◆ **BRANO ESTRATTO**:
+ + + +

Il recente reportage realizzato da
Paolo Cochi sulla retrodatazione del delitto degli Scopeti ha provocato un
salutare aumento d’interesse verso la messa in discussione della verità uscita
dal processo ai cosiddetti “Compagni di merende”. Il lettore che eventualmente
non sapesse nulla dell’argomento può guardare i due video originali (Scopeti,
l'ultimo delitto del mostro
e Contenuti
speciali), e leggere le
interessanti considerazioni sulle conseguenze riportate nel blog Storia
del Mostro di Firenze.
Chi scrive si trova del tutto d’accordo con quanto viene dichiarato dagli
esperti entomologi, i quali del resto non hanno fatto altro che confermare ciò
che era già deducibile dall’analisi delle condizioni al contorno effettuata dal
legale delle vittime, avvocato Vieri Adriani, resa disponibile fin dal 2010 nel
documento scaricabile dal suo sito e poi ribadita nel bel libro “Il
delitto degli Scopeti – Giustizia mancata”.

+ + + +

Puoi riprendere il brano sul delitto degli Scopeti e proseguirlo dopo l'ultima frase?

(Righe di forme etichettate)
+ + + +

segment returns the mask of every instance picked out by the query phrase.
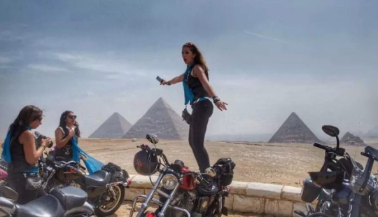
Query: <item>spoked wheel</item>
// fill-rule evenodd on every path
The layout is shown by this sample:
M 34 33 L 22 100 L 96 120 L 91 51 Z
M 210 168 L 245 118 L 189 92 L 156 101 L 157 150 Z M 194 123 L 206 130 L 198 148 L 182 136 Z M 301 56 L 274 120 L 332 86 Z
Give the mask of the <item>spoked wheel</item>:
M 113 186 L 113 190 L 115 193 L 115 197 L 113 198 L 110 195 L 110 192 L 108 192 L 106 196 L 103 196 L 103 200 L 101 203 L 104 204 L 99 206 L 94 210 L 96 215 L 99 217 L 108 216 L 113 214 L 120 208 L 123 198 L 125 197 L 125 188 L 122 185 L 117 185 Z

+ + + +

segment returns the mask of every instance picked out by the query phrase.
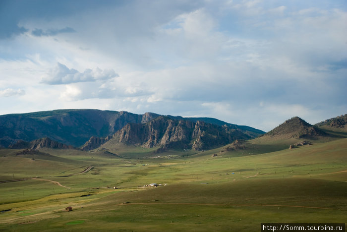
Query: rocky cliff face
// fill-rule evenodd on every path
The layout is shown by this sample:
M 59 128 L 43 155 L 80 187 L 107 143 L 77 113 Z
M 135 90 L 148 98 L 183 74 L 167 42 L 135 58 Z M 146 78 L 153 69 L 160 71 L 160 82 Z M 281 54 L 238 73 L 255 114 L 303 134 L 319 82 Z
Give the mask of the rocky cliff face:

+ + + +

◆ **RISULTATO**:
Venerdì sera 6 settembre 1985, dopo aver
cenato alla Festa dell’Unità di Cerbaia, i due sfortunati turisti francesi si
ritirarono nella loro tenda – montata sulla piazzola forse già al pomeriggio –
e una o due ore dopo furono uccisi. I loro corpi rimasero sul posto, quello di
lei nella tenda, quello di lui tra i cespugli, per ben due giorni e mezzo, fino
al ritrovamento a opera di un presunto cercatore di funghi nel primo pomeriggio
di lunedì 9. Sulla base dei risultati autoptici, il delitto fu collocato dall’anatomopatologo
Mauro Maurri nella notte della domenica, pur con una notevole incertezza e
contro l’opinione di altri, degli esperti dell’equipe di Modena, innanzitutto,
ma anche di almeno un collega che aveva assistito all’autopsia, Giovanni
Marello, e dell’allora capo della SAM Sandro Federico, soltanto un poliziotto
ma abituato a valutare a naso la “freschezza” dei cadaveri.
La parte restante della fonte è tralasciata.